» Instrucciones a seguir:
Imprime completo y sin ninguna alteración el texto de abajo sobre la controversia de los rebautizantes.

REBAUTIZANTES, CONTROVERSIA DE LOS
Versa esta controversia sobre la necesidad o no de administrar el bautismo (v.)
a quienes habían sido sometidos ya a un rito bautismal en el seno de una
comunidad herética o cismática. Se desarrolló sobre todo a lo largo del s. Iii.
Muchas iglesias de Asia Menor y de África, considerando inválido el bautismo
administrado por los herejes, los rebautizaban cuando se convertían. Tertuliano
(v.), primer teórico de esta posición teológica, expone con claridad su
pensamiento en la obra De Baptismo (ca. 200): «A nosotros se nos ha dado (el
bautismo), los heréticos no tienen ninguna relación con nuestra disciplina y la
misma pérdida de la comunión les hace extraños. No debo reconocer en ellos lo
que ha sido preceptuado para mí, porque no existe un Dios único para nosotros y
para ellos, ni un solo Cristo, es decir: el mismo; por tanto, ni un único
bautismo, porque no es el mismo. Puesto que no lo tienen correctamente, no lo
tienen de ningún modo y no se puede enumerar lo que no se tiene; así, pues, no
pueden recibirlo porque no lo tienen» (cap. XV, 290). En Roma y Alejandría, por
el contrario, considerando que todo bautismo rectamente administrado, aunque lo
fuese por un hereje, era válido, procedían de otro modo: a los conversos de la
herejía que habían recibido ya el bautismo, se limitaban a imponerles las manos
en señal de reconciliación.
La crisis se planteó con toda agudeza a mediados del siglo al tratar de
recibir en la comunión eclesiástica a los conversos del novacianismo (V.

» Información proporcionada:
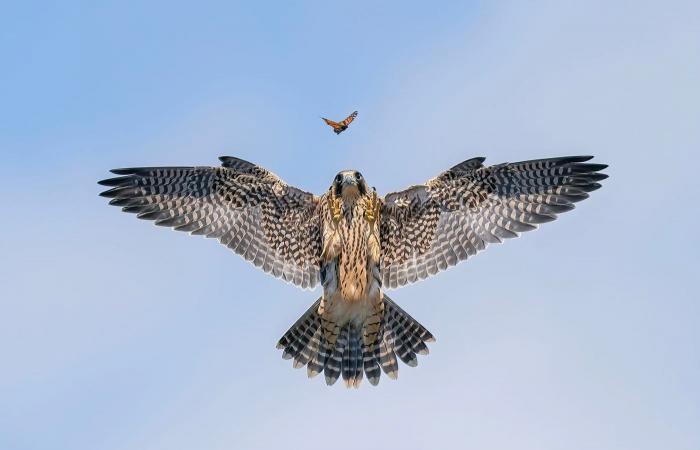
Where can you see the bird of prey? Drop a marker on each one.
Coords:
(355, 243)
(339, 127)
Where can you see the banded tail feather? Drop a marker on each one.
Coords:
(400, 336)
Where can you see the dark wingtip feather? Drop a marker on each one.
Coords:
(125, 171)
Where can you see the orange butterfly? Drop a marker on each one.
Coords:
(339, 127)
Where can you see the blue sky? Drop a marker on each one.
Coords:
(119, 335)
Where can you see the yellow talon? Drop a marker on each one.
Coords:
(372, 206)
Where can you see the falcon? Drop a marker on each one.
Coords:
(339, 127)
(355, 243)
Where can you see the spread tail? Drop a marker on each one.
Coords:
(399, 335)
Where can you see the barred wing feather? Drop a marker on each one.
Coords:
(427, 228)
(247, 208)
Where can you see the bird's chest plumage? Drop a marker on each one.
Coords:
(351, 256)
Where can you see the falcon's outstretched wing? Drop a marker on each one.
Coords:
(428, 228)
(249, 209)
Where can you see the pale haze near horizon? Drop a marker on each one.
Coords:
(116, 334)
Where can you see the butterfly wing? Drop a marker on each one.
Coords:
(335, 125)
(349, 119)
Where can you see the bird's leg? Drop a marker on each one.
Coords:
(372, 206)
(336, 206)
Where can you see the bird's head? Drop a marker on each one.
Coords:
(349, 185)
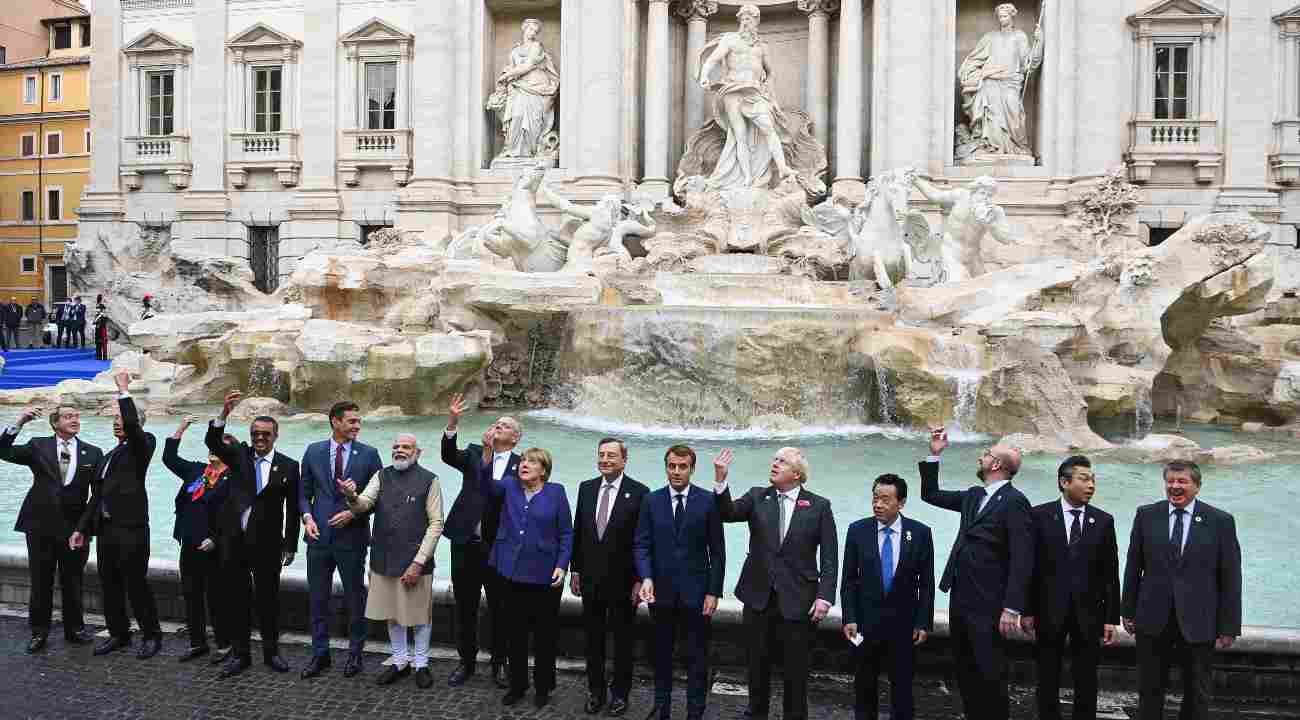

» Respuesta final:
REBAUTIZANTES, CONTROVERSIA DE LOS
Versa esta controversia sobre la necesidad o no de administrar el bautismo (v.)
a quienes habían sido sometidos ya a un rito bautismal en el seno de una
comunidad herética o cismática. Se desarrolló sobre todo a lo largo del s. Iii.
Muchas iglesias de Asia Menor y de África, considerando inválido el bautismo
administrado por los herejes, los rebautizaban cuando se convertían. Tertuliano
(v.), primer teórico de esta posición teológica, expone con claridad su
pensamiento en la obra De Baptismo (ca. 200): «A nosotros se nos ha dado (el
bautismo), los heréticos no tienen ninguna relación con nuestra disciplina y la
misma pérdida de la comunión les hace extraños. No debo reconocer en ellos lo
que ha sido preceptuado para mí, porque no existe un Dios único para nosotros y
para ellos, ni un solo Cristo, es decir: el mismo; por tanto, ni un único
bautismo, porque no es el mismo. Puesto que no lo tienen correctamente, no lo
tienen de ningún modo y no se puede enumerar lo que no se tiene; así, pues, no
pueden recibirlo porque no lo tienen» (cap. XV, 290). En Roma y Alejandría, por
el contrario, considerando que todo bautismo rectamente administrado, aunque lo
fuese por un hereje, era válido, procedían de otro modo: a los conversos de la
herejía que habían recibido ya el bautismo, se limitaban a imponerles las manos
en señal de reconciliación.
La crisis se planteó con toda agudeza a mediados del siglo al tratar de
recibir en la comunión eclesiástica a los conversos del novacianismo (V.